Examine each line of the data. Copy the line if it includes the word "point".

§ Dataset extract
*****

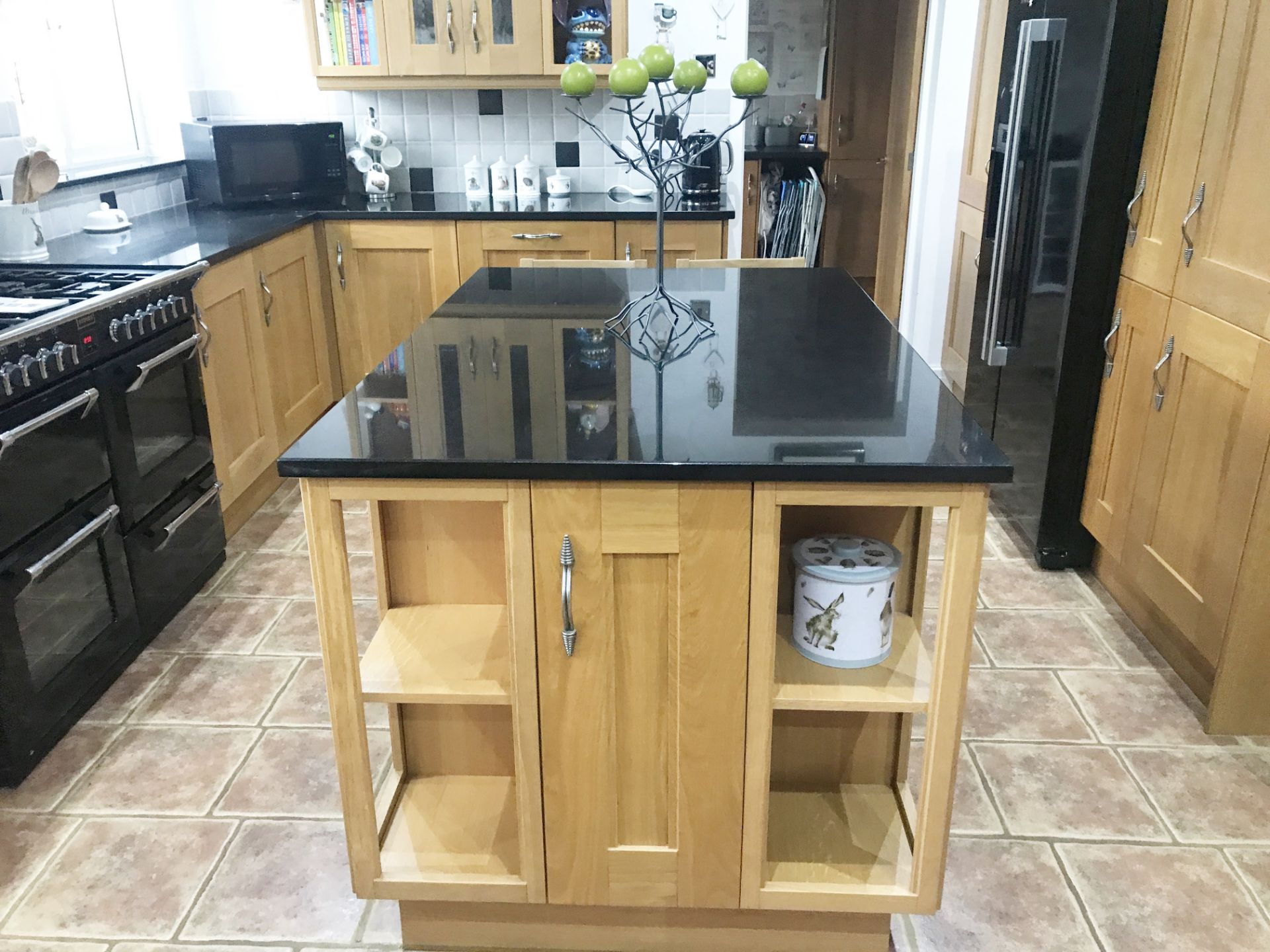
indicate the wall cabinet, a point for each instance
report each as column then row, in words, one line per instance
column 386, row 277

*****

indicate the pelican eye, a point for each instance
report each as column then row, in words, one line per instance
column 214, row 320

*****

§ Result of the exercise
indicate the wall cabinet, a point for each instance
indicate the pelican eye, a point for each instance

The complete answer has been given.